* [AIM OF THE TASK]: Return every record below exactly.

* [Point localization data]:
--------------------------------
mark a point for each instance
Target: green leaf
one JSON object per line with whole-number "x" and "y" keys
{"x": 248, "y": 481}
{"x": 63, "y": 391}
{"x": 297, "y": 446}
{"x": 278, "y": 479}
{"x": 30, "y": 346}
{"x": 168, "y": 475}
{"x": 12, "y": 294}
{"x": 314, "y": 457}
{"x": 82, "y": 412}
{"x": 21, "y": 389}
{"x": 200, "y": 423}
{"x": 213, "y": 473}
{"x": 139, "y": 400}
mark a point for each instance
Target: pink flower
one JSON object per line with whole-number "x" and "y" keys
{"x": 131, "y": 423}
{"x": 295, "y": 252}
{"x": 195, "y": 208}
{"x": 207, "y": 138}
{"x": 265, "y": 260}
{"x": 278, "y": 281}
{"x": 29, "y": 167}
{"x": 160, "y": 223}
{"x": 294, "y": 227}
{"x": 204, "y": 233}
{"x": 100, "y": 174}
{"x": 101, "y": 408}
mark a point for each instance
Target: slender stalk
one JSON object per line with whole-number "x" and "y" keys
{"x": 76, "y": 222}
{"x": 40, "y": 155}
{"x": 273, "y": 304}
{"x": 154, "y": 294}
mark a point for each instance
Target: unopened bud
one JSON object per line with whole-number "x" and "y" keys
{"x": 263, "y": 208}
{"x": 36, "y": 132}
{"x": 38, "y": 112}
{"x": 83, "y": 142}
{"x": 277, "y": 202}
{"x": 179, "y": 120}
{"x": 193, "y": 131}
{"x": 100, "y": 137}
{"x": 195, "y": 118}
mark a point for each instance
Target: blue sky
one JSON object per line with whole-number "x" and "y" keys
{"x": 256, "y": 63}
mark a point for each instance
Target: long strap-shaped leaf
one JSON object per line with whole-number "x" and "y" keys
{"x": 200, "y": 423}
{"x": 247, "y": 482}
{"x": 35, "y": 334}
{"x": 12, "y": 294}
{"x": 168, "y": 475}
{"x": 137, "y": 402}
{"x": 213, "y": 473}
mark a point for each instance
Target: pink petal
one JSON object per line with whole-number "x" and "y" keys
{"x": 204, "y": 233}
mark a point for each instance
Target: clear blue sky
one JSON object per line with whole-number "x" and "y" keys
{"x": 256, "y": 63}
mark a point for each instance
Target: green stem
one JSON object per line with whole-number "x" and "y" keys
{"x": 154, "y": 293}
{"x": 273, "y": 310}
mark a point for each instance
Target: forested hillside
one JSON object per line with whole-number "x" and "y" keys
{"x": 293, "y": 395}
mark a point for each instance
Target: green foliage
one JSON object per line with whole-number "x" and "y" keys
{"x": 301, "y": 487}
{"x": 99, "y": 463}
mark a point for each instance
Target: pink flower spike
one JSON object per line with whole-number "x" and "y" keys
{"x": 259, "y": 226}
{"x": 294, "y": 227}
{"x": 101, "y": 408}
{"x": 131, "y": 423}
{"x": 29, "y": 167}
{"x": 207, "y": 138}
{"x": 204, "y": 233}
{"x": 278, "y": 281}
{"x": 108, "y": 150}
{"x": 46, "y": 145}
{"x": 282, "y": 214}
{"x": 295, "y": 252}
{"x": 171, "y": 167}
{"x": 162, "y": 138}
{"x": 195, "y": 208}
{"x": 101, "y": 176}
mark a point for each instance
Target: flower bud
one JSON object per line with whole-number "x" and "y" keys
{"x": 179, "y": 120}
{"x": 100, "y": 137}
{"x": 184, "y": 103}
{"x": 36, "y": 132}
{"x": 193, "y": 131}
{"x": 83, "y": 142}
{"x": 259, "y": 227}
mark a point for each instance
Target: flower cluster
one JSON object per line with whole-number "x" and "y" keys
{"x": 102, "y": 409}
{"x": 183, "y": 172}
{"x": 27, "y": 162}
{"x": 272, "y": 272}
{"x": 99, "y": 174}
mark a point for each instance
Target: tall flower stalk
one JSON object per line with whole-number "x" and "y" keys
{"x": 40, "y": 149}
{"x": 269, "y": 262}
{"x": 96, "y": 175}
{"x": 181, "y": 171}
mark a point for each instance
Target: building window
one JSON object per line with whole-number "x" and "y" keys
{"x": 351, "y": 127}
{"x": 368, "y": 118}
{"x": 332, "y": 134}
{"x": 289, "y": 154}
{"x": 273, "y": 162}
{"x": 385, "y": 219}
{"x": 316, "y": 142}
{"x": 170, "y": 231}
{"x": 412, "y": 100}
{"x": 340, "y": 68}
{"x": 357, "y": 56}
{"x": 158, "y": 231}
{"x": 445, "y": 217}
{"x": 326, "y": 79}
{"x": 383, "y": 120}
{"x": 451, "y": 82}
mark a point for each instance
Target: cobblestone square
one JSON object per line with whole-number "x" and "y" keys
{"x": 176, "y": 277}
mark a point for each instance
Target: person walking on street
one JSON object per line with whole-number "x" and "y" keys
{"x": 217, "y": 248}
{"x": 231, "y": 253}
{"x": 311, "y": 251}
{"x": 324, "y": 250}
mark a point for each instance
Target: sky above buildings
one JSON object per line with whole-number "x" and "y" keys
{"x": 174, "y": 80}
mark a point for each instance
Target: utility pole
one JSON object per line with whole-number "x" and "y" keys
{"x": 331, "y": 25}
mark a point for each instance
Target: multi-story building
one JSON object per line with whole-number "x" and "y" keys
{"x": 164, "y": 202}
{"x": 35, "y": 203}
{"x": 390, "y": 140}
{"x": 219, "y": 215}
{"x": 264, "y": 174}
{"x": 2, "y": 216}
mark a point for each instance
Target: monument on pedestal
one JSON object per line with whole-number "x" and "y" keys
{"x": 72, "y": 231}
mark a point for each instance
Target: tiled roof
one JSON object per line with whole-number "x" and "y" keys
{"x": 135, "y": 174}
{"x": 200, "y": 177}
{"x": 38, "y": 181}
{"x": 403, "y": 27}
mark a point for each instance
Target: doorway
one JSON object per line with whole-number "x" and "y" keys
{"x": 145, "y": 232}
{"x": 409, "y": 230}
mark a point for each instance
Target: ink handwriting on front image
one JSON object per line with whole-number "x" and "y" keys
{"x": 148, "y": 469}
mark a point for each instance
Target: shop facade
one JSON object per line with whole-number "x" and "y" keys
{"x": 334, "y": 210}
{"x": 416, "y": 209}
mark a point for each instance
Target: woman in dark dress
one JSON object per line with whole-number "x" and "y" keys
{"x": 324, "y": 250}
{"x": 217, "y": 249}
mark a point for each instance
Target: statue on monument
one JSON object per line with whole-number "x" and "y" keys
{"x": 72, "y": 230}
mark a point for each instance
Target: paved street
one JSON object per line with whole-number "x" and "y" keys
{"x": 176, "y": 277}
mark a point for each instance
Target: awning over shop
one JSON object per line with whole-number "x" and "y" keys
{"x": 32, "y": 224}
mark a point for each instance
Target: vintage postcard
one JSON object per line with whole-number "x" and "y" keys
--------------------------------
* [TASK SOLUTION]:
mark a point for each instance
Target: green leaf
one JSON object per line with whole-number "x" and "y" keys
{"x": 248, "y": 481}
{"x": 63, "y": 391}
{"x": 297, "y": 446}
{"x": 278, "y": 479}
{"x": 30, "y": 346}
{"x": 168, "y": 475}
{"x": 12, "y": 294}
{"x": 314, "y": 457}
{"x": 82, "y": 412}
{"x": 21, "y": 389}
{"x": 200, "y": 423}
{"x": 213, "y": 473}
{"x": 139, "y": 400}
mark a point for each instance
Target: pink flower
one JSON object per line with whole-number "x" and "y" keys
{"x": 131, "y": 423}
{"x": 295, "y": 252}
{"x": 195, "y": 208}
{"x": 207, "y": 138}
{"x": 265, "y": 260}
{"x": 278, "y": 281}
{"x": 29, "y": 167}
{"x": 160, "y": 223}
{"x": 294, "y": 227}
{"x": 204, "y": 233}
{"x": 100, "y": 174}
{"x": 101, "y": 408}
mark a point for each instance
Target: slender stalk
one JSON object per line with whole-number "x" and "y" keys
{"x": 76, "y": 222}
{"x": 40, "y": 155}
{"x": 273, "y": 304}
{"x": 154, "y": 294}
mark a point for each instance
Target: unopened bud
one JSON object per line with whole-number "x" and "y" keys
{"x": 263, "y": 208}
{"x": 36, "y": 132}
{"x": 38, "y": 112}
{"x": 83, "y": 142}
{"x": 277, "y": 202}
{"x": 179, "y": 120}
{"x": 193, "y": 131}
{"x": 100, "y": 137}
{"x": 195, "y": 118}
mark a point for each instance
Target: blue sky
one JSON object per line with whole-number "x" and "y" keys
{"x": 256, "y": 63}
mark a point for each instance
Target: long strap-shaped leaf
one JSON object per line with whole-number "x" and "y" keys
{"x": 200, "y": 423}
{"x": 247, "y": 482}
{"x": 35, "y": 334}
{"x": 12, "y": 294}
{"x": 168, "y": 475}
{"x": 137, "y": 402}
{"x": 213, "y": 473}
mark a point for each instance
Target: pink petal
one JSON object per line with whole-number "x" and "y" keys
{"x": 204, "y": 233}
mark a point for each instance
Target: clear blue sky
one JSON object per line with whole-number "x" and "y" keys
{"x": 256, "y": 63}
mark a point for each instance
Target: green stem
one JSON object per line with whole-number "x" and "y" keys
{"x": 154, "y": 293}
{"x": 273, "y": 310}
mark a point for each instance
Target: forested hillside
one JSON object per line with whole-number "x" and "y" keys
{"x": 293, "y": 395}
mark a point for each instance
Target: green foliage
one JSON object per line with whole-number "x" and "y" keys
{"x": 301, "y": 487}
{"x": 99, "y": 463}
mark a point for each instance
Target: pink flower spike
one JSON object per line with whole-number "x" and "y" keys
{"x": 259, "y": 226}
{"x": 294, "y": 227}
{"x": 101, "y": 408}
{"x": 131, "y": 423}
{"x": 29, "y": 167}
{"x": 207, "y": 138}
{"x": 204, "y": 233}
{"x": 278, "y": 281}
{"x": 108, "y": 150}
{"x": 46, "y": 145}
{"x": 282, "y": 214}
{"x": 295, "y": 252}
{"x": 171, "y": 167}
{"x": 162, "y": 138}
{"x": 195, "y": 208}
{"x": 101, "y": 176}
mark a point for each instance
Target: flower bud
one JSON object per line with whole-number "x" and "y" keys
{"x": 179, "y": 120}
{"x": 100, "y": 137}
{"x": 184, "y": 103}
{"x": 36, "y": 132}
{"x": 193, "y": 131}
{"x": 83, "y": 142}
{"x": 259, "y": 227}
mark a point for each instance
Target: flower cluster
one JSON object per line with whole-number "x" and "y" keys
{"x": 102, "y": 409}
{"x": 183, "y": 172}
{"x": 27, "y": 162}
{"x": 272, "y": 272}
{"x": 99, "y": 174}
mark a point for each instance
Target: tall flower stalk
one JSON object per line with whole-number "x" and "y" keys
{"x": 40, "y": 149}
{"x": 269, "y": 262}
{"x": 96, "y": 175}
{"x": 181, "y": 171}
mark a point for each instance
Target: building window
one JSON object per line with whole-number "x" and "y" keys
{"x": 351, "y": 127}
{"x": 368, "y": 118}
{"x": 332, "y": 134}
{"x": 289, "y": 154}
{"x": 273, "y": 162}
{"x": 385, "y": 219}
{"x": 316, "y": 142}
{"x": 170, "y": 231}
{"x": 412, "y": 100}
{"x": 340, "y": 68}
{"x": 357, "y": 56}
{"x": 158, "y": 231}
{"x": 445, "y": 217}
{"x": 326, "y": 79}
{"x": 383, "y": 120}
{"x": 451, "y": 82}
mark a point for each instance
Target: cobblestone square
one JSON object per line with whole-number "x" and "y" keys
{"x": 176, "y": 277}
mark a point for each instance
Target: person walking on street
one JSON object per line with whole-number "x" and "y" keys
{"x": 217, "y": 248}
{"x": 231, "y": 253}
{"x": 311, "y": 251}
{"x": 324, "y": 250}
mark a point for each instance
Target: sky above buildings
one JSON object per line with whole-number "x" and "y" keys
{"x": 174, "y": 80}
mark a point for each instance
Target: utility pole
one JSON object per line with whole-number "x" and "y" keys
{"x": 331, "y": 25}
mark a point for each instance
Target: multi-story building
one JSON object per line with whole-number "x" and "y" keys
{"x": 164, "y": 202}
{"x": 35, "y": 203}
{"x": 390, "y": 140}
{"x": 219, "y": 215}
{"x": 264, "y": 174}
{"x": 2, "y": 216}
mark a point for each instance
Target: monument on pedestal
one JSON object per line with whole-number "x" and "y" keys
{"x": 72, "y": 231}
mark a point for each instance
Target: tiled roof
one JSON object per line with whole-number "x" and "y" keys
{"x": 135, "y": 174}
{"x": 200, "y": 177}
{"x": 38, "y": 181}
{"x": 403, "y": 27}
mark a point for each instance
Target: doorway
one JSON object per line with whole-number "x" and "y" keys
{"x": 145, "y": 232}
{"x": 409, "y": 230}
mark a point for each instance
Target: ink handwriting on front image
one JSON object per line with whole-number "x" and "y" keys
{"x": 148, "y": 469}
mark a point for each instance
Target: shop facade
one JSON object per line with whole-number "x" and "y" keys
{"x": 334, "y": 210}
{"x": 416, "y": 209}
mark a point for each instance
Target: woman in dark dress
one JSON object per line with whole-number "x" and "y" keys
{"x": 324, "y": 250}
{"x": 217, "y": 249}
mark a point for each instance
Target: statue on monument
one JSON object per line with whole-number "x" and "y" keys
{"x": 72, "y": 230}
mark a point for each instance
Target: paved street
one JSON object per line with whole-number "x" and "y" keys
{"x": 176, "y": 277}
mark a point for each instance
Target: awning over shop
one JSON object per line with whole-number "x" and "y" keys
{"x": 32, "y": 224}
mark a point for each instance
Target: vintage postcard
one JSON object per line with whole-number "x" and "y" keys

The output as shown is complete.